Aufgabe => Sammle aus den folgenden Zeilen alle heraus, in denen das Wort „white“ vorkommt. Schreib jede davon ohne Änderung ab.

Vorgegebene Zeilen =>
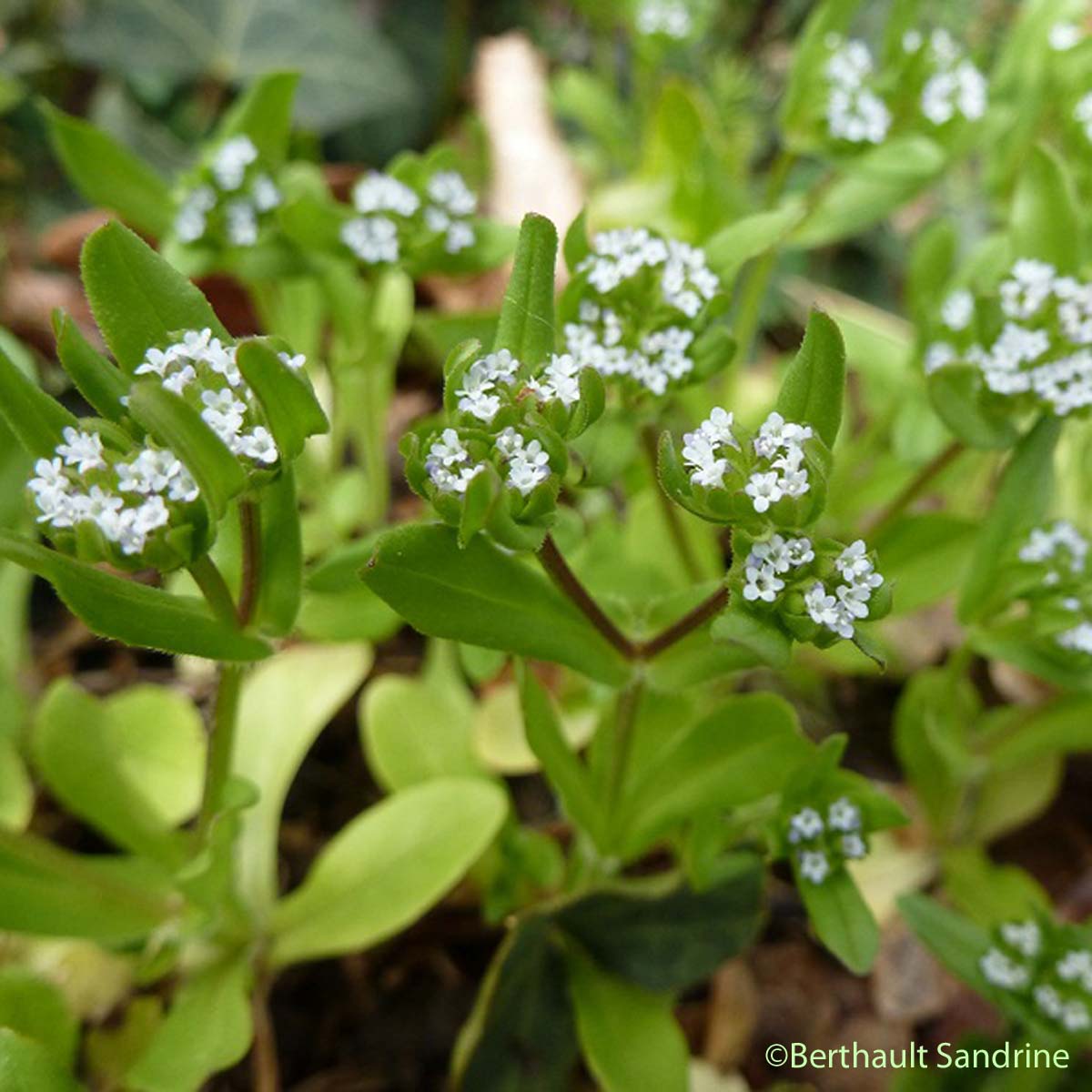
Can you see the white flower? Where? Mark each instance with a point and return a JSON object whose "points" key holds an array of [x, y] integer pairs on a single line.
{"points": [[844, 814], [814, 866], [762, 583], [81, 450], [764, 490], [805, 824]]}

...

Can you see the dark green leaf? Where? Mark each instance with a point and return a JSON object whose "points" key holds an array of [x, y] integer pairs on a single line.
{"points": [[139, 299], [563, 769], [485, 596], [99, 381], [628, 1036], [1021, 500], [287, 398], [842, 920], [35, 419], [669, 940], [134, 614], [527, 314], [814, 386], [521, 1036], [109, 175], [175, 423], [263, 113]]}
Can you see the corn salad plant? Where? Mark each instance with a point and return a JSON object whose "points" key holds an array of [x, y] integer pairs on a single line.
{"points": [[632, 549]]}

Lösung =>
Can you see the white flower? Where? Mark each instance with a point and return a JSON object whose "points" key holds an array of [x, y] integer pairs on a single line.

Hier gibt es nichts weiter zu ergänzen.